■ GIVEN INSTRUCTION A
Format the entries as a JSON list of strings, one string per line and with blank lines left out, starting with the line containing "In this exercise you will pick out the metal" and going on through the line containing "Target: metal fence".

Application of triple integrals in quantum chemistry

Multiple integrals: Applications of multiple integrals

Application of triple integrals in quantum chemistry

The table below gives the wave functions for different orbitals of a hydrogen-like atom with nuclear charge $Z$ in atomic units (for hydrogen $Z=1$ ) via spherical coordinates $(r,\phi,\theta)$ , where $a_0$ is the Bohr radius and $\rho=\frac{Z\,r}{a_0}$ and the following norms used are $N_1=\sqrt{\dfrac{Z^3}{\pi a_0^3}},\quad N_2= \frac{1}{4}\sqrt{\dfrac{Z^3}{2\pi a_0^3}}\quad N_3=\frac{1}{81}\sqrt{\dfrac{Z^3}{2\pi a_0^3}}\text.$ $\begin{array}{|c|c|} \hline \mathit{orbital} &\mathit{wave function} \\ \hline 1s & \psi_{1s} = N_{1}\,e^{-\rho}\\[0.25cm] \hline 2s & \psi_{2s} =N_{2}\,(2-\rho)\,e^{-\rho/2}\\[0.25cm] 2p_x & \psi_{2p_x} = N_{2}\,\rho\, e^{-\rho/2}\cos\phi\sin\theta\\[0.25cm] 2p_y & \psi_{2p_y} =N_{2}\,\rho\, e^{-\rho/2}\sin\phi\sin\theta\\[0.25cm] 2p_z & \psi_{2p_z} =N_{2}\,\rho\, e^{-\rho/2}\cos\theta\\[0.25cm]\hline 3s & \psi_{3s} =\sqrt{\frac{2}{3}}\,N_{3}\,(27-18\rho+2\rho^2)\,e^{-\rho/3}\\[0.25cm] 3p_x & \psi_{3p_x} = 2N_{3}\,\rho\, (6-\rho)\, e^{-\rho/3}\cos\phi\sin\theta\\[0.25cm] 3p_y & \psi_{3p_y} = 2N_{3}\,\rho\,(6-\rho)\,\e^{-\rho/3}\sin\phi\sin\theta\\[0.25cm] 3p_z & \psi_{3p_z} = 2N_{3}\,\rho\, (6-\rho)\,e^{-\rho/3}\cos\theta\\[0.25cm] 3d_{z^2} & \psi_{3d_{z^2}} = \sqrt{\frac{1}{3}}\,N_3\,\rho^2\, e^{-\rho/3}(3\cos^2\theta-1)\\[0.25cm] 3d_{xz} & \psi_{3d_{xz}} = N_3\, \rho^2\, e^{-\rho/3}\cos\varphi\sin2\theta\\[0.25cm] 3d_{yz} & \psi_{3d_{yz}} = N_3\,\rho^2\, e^{-\rho/3}\sin\varphi\sin2\theta\\[0.25cm] 3d_{x^2-y^2} & \psi_{3d_{x^2-y^2}} = N_3\, \rho^2\, e^{-\rho/3}\cos2\varphi\sin^2\theta\\[0.25cm] 3d_{xy} & \psi_{3d_{xy}} = N_3\,\rho^2\, e^{-\rho/3}\sin2\varphi\sin^2\theta \\ \hline \end{array}$ The probability of the electron being in a volume element $\dd(x,y,z)$ at position $(x,y,z)$ is equal to $\psi(x,y,z)^2\,\dd(x,y,z)$ for a given wave function $\psi(x,y,z)$ .

■ SUPPLIED ENTRIES
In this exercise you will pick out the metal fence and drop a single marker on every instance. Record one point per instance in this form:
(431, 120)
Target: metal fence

* * *

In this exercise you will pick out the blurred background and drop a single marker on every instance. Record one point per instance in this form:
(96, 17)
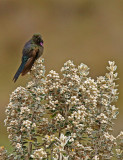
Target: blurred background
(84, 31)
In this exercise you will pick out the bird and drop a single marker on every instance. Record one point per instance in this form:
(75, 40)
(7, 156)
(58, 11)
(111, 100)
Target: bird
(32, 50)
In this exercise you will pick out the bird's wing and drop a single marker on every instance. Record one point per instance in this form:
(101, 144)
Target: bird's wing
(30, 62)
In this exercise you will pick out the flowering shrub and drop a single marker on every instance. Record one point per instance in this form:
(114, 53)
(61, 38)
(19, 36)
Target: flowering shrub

■ GIVEN INSTRUCTION B
Say whether each statement agrees with the page on triple integrals in quantum chemistry. Answer yes or no for each, and quote the page's deciding words. (i) For hydrogen, Z equals 1. (ii) The symbol a_0 stands for the Bohr radius. (iii) The 2s wave function uses the norm N_1.

■ EXERCISE RESULT A
[
  "In this exercise you will pick out the metal fence and drop a single marker on every instance. Record one point per instance in this form:",
  "(431, 120)",
  "Target: metal fence"
]

■ EXERCISE RESULT B
(i) Yes: "for hydrogen $Z=1$"
(ii) Yes: "where $a_0$ is the Bohr radius"
(iii) No: "\psi_{2s} =N_{2}\,(2-\rho)\,e^{-\rho/2}"